**Excerpt**:

Figure 2 Deven’s bathtub shows nonparametric failure rate function in blue, wearout only in green, and best-fit piecewise linear approximation in red. SSE(wearout) = 0.001301, SSE(wearout andretirement) = 0.001059

Figure 3. Australian phone poles failure rate function in orange, piecewise-linear delayed-onset wearout in blue, and gradual increase followed by wearout in green. Scale is in years. SSE(Delayed Wearout) = 6.37E-7, SSE(Gradual+wearout) = 4.94E-7

Figure 4. Ball bearings failure rate function shows bathtub curve (without constant failure rate) and slight retirement in grey. SSE (Infant mortality and wearout) = 0.0522

Piecewise-linear failure-rate functions; aka “segmented linear regression” does this: find spline knot-points and slopes to maximize coefficient of determination: R² = SS(residuals)/SS(total) or to minimize SSE (Sum of Squared Errors) between the piecewise linear failure rate function and the nonparametric failure-rate function estimate â(t). I.e., minimize S[â(t)–a(i)–b(i)*t]² with spline knot points at ages t(i)=(–a(i)+a(i+1))/(b(i)–b(i+1)) for i = 1,2,3. Knot point t(3) is start of retirement or attrition, decreasing failure rate after wearout if any. (I apologize for ambiguous â(t), a(i), and b(i). The a(i) and b(i) are regression coefficients.)

Use Excel Solver with increasing knot constraints 0<t(1)<t(2)<t(3). Don’t constrain coefficients a(i) and b(i) but make sure they are reasonable. Repeat for subsets of knot points 1,2,3 among the six alternative curves (figure 1) or those that seem reasonable candidates from shape of nonparametric estimated failure-rate function â(t). Pick the piecewise-linear function with smallest R², SSE, likelihood ratio, or Kullback-Leibler divergence and deal with infant mortality or apply inspection, PM, cost, etc., accordingly, if called for.

**Tasks to complete**:
a - In the excerpt on piecewise-linear failure rates, what does knot point t(3) mark?
b - Please list every line of the listing that contains the word "television", matching case exactly.
The excerpt and the listing have no connection to each other.

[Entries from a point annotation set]
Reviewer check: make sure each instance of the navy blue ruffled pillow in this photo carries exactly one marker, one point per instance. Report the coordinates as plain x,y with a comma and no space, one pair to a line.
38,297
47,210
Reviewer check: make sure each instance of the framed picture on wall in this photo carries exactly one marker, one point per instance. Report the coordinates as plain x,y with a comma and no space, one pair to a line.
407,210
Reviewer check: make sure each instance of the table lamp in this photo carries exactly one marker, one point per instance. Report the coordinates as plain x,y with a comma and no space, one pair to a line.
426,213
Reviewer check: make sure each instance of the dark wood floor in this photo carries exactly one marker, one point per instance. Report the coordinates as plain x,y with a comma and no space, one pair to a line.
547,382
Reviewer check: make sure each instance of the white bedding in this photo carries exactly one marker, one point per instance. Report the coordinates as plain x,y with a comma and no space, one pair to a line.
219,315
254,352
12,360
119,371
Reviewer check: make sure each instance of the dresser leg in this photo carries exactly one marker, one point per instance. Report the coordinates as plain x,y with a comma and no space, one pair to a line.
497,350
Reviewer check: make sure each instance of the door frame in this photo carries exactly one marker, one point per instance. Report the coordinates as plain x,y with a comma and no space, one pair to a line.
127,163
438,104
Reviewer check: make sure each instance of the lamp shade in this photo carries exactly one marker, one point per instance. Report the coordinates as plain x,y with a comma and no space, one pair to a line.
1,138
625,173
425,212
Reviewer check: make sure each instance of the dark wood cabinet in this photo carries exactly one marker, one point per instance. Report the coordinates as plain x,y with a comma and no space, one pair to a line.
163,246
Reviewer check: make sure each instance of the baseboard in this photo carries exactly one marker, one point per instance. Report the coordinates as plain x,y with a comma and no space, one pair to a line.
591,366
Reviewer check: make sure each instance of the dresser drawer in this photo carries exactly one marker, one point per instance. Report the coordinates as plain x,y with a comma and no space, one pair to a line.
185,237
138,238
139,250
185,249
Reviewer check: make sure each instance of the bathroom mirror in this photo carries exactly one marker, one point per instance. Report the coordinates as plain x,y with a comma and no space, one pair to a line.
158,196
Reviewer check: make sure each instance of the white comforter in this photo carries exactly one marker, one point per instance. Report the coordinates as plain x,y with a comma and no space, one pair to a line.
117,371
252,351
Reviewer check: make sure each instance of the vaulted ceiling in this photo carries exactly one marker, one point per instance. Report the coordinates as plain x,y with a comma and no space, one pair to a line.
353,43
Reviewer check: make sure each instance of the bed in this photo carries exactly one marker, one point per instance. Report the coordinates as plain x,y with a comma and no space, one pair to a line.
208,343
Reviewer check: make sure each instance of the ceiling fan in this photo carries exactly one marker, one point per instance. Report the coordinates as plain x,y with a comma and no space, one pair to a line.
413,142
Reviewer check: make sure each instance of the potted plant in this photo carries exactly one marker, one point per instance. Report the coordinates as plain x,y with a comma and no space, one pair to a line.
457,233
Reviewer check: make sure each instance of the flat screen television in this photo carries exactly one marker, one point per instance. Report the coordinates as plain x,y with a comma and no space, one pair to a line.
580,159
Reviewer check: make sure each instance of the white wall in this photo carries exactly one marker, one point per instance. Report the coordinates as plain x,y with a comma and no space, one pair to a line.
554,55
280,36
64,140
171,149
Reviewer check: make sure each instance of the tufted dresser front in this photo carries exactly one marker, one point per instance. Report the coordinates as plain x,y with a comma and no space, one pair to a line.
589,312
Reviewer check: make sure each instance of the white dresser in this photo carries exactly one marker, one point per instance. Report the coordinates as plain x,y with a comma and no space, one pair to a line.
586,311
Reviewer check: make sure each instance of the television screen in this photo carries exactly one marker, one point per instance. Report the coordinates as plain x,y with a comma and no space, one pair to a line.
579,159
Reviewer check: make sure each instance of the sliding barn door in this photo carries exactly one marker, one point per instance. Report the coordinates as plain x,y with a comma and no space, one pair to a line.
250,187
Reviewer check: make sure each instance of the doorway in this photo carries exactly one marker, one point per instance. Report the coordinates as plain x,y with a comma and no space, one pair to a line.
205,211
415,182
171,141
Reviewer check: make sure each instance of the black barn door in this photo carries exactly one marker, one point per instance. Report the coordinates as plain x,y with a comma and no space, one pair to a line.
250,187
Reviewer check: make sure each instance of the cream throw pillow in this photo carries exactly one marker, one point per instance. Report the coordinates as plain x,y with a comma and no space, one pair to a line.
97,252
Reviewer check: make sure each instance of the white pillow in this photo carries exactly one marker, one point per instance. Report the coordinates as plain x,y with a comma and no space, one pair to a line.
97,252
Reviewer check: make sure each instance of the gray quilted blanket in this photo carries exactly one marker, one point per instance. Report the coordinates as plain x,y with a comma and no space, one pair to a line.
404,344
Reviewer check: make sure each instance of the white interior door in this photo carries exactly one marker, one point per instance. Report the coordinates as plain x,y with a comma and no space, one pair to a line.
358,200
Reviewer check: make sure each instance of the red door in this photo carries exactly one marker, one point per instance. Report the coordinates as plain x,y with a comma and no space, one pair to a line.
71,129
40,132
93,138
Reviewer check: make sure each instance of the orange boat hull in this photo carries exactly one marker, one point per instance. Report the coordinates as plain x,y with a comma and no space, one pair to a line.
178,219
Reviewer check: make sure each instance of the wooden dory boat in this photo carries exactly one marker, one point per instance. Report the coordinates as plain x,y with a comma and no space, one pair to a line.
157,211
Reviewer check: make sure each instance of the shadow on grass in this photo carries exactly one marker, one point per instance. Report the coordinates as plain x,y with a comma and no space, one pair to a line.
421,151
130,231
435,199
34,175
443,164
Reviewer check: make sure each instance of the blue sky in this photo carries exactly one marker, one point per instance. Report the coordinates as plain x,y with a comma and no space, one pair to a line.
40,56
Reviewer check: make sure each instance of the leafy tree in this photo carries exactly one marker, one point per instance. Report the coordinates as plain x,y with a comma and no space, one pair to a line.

**Expected outputs**:
a - Knot point t(3) marks the start of retirement or attrition.

b -
Reviewer check: make sure each instance of the flat screen television in this photo carries exactly one marker, one point per instance. Report the coordinates as plain x,y with a comma and no space, one pair to a line.
Reviewer check: make sure each instance of the television screen in this photo carries exactly one marker, one point per instance. Report the coordinates as plain x,y with a comma and no space, one pair to a line.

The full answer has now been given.